== Excerpted text ==
:::::

9.  (SBU) In another scenario, Post subtracted from the official ECK 
results discrepancies reported from the constituency level by a 
number of observers, monitors, and other sources, including two ECK 
contacts who provided documentary evidence to us of vote padding in 
favor of Kibaki in six constituencies by Nairobi-based ECK officials. 
 Other sources include the European Union election monitoring group, 
which documented anomalies in six constituencies, domestic observers, 
ODM party agents and partisan blogs.  The latter two sources would 
have to be considered less reliable, but we threw them into the mix 
to see what would happen.  All together, the dataset included alleged 
discrepancies in 28 constituencies.  Numbers from the Standard 
database were not included in this dataset.  With these important 
caveats in mind, we ran the numbers, and found that Raila comes out 
on top with 4,375,539 votes to Kibaki's 4,349,001.  Margin of 
victory: A slender 26,538. 
 
-------------------------------- 
Merging Allegations: A Mixed Bag 
-------------------------------- 
 
10.  (SBU) Finally, we ran the numbers one more time, combining the 
numbers from the Standard's database with the discrepancies reported 
by other observers.  The Standard's discrepancies sometimes matched 
reports from other sources, particularly with regard to disputed 
votes for President Kibaki (nine matches for Kibaki versus three for 
Raila).   In other cases, however, ECK, the Standard, and other 
observers all reported different results for the same constituency 
(this occurred a total of ten times). 
 
11. (SBU) The results of this final analysis were mixed.  When giving 
Kibaki the benefit of the doubt over differing discrepancies, he beat 
Raila by 26,364 votes.  When Raila gained the benefit of the doubt, 
however, he came out ahead by 57,425 votes. 
 
--------------------------------------------- -- 
Connecting Two Very Fuzzy Dots: Advantage Raila 
--------------------------------------------- -- 
 
12. (SBU) Finally, if we combine the four estimates of stolen votes 
at the central level (paras 7-11) with our estimate of stuffed 
ballots at the local level (paras 4-5) and then subtract these grand 
totals from the official ECK results, the scenarios change slightly.

:::::

== Provided records ==
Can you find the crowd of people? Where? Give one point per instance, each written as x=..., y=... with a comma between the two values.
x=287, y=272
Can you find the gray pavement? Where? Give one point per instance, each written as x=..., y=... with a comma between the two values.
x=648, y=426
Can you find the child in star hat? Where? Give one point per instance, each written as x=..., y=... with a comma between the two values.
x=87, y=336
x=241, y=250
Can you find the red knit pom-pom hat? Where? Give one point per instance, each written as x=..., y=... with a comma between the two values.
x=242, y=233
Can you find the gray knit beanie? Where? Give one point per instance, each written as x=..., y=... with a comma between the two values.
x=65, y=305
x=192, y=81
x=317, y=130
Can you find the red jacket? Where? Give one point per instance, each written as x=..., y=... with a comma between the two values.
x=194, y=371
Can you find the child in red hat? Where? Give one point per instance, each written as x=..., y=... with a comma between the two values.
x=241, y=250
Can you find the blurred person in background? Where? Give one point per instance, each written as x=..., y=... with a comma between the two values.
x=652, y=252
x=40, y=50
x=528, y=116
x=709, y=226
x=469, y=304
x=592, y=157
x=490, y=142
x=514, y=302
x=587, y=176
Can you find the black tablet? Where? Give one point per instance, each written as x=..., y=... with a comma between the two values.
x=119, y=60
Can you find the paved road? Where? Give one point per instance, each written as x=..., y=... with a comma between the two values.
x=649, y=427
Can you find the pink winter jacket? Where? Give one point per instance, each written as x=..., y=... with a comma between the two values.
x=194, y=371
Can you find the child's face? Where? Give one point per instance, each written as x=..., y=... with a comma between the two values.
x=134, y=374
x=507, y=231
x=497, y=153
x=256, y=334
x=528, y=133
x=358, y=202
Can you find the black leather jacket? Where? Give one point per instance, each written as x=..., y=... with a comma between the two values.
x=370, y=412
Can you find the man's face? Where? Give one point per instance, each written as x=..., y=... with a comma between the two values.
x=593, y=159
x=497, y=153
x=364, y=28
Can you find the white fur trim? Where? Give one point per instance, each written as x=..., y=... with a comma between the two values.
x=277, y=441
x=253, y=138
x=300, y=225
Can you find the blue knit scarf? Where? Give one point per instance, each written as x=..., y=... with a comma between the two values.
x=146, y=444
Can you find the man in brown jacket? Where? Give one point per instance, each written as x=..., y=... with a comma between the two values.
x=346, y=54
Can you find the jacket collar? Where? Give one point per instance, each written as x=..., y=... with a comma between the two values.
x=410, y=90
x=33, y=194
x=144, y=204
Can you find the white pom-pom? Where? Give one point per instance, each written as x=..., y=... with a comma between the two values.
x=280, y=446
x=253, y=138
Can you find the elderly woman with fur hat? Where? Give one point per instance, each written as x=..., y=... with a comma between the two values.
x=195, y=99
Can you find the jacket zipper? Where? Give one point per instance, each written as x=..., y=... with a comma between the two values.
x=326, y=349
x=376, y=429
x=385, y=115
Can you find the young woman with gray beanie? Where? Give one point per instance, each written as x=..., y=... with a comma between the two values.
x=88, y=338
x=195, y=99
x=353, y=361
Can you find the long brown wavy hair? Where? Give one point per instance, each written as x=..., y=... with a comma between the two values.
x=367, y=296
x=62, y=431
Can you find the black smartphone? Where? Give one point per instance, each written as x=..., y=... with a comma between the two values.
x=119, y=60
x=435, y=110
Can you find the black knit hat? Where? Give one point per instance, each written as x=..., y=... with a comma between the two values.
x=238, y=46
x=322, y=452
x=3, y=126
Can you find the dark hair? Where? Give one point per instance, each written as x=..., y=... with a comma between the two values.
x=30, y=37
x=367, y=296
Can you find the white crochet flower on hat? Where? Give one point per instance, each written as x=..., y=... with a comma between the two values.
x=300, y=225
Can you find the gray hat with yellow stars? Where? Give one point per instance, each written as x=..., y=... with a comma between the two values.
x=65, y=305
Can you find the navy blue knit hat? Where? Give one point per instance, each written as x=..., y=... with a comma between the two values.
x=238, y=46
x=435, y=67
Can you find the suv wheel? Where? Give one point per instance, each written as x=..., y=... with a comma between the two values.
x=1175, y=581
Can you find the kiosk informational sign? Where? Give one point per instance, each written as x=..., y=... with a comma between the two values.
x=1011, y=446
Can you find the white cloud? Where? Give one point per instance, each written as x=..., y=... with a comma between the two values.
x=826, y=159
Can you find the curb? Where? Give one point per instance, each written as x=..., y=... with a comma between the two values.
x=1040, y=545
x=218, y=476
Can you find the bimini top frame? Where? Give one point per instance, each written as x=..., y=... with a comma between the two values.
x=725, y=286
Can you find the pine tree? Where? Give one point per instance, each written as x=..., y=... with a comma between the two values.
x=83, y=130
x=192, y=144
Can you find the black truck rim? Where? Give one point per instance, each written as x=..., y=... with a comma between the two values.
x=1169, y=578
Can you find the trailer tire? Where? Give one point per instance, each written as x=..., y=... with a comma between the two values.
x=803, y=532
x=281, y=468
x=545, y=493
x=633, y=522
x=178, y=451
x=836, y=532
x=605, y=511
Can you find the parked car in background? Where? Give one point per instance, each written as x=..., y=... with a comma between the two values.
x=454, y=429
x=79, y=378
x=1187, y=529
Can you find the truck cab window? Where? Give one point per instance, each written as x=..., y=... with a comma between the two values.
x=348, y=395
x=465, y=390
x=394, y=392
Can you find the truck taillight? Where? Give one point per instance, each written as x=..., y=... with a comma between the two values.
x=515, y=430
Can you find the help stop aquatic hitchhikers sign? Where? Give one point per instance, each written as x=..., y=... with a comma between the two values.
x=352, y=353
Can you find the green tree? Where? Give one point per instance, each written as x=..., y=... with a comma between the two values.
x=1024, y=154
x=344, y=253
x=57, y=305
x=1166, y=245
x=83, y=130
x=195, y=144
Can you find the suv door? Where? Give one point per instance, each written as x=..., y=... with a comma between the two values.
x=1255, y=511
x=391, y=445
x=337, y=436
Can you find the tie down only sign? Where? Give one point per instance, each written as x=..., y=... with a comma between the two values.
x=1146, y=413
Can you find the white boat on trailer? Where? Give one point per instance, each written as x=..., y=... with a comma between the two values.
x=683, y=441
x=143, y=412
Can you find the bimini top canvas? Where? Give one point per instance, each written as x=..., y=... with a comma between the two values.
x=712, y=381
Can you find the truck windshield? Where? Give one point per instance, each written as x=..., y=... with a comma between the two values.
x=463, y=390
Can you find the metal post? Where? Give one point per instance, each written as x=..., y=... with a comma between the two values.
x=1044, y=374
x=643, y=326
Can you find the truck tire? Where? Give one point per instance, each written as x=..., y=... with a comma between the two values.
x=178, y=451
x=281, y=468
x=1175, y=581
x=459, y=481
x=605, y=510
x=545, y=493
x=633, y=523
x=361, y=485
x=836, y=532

:::::

== Directions ==
1. In the vote-tally excerpt, how many constituencies did the dataset of alleged discrepancies cover?
2. Copy out the passage of the vote-tally excerpt that opens with the words containing "Other sources include" and closes with "A slender 26,538.".
The items above aren't needed for what follows.

== Task responses ==
1. 28 constituencies.

2.
Other sources include the European Union election monitoring group, 
which documented anomalies in six constituencies, domestic observers, 
ODM party agents and partisan blogs.  The latter two sources would 
have to be considered less reliable, but we threw them into the mix 
to see what would happen.  All together, the dataset included alleged 
discrepancies in 28 constituencies.  Numbers from the Standard 
database were not included in this dataset.  With these important 
caveats in mind, we ran the numbers, and found that Raila comes out 
on top with 4,375,539 votes to Kibaki's 4,349,001.  Margin of 
victory: A slender 26,538.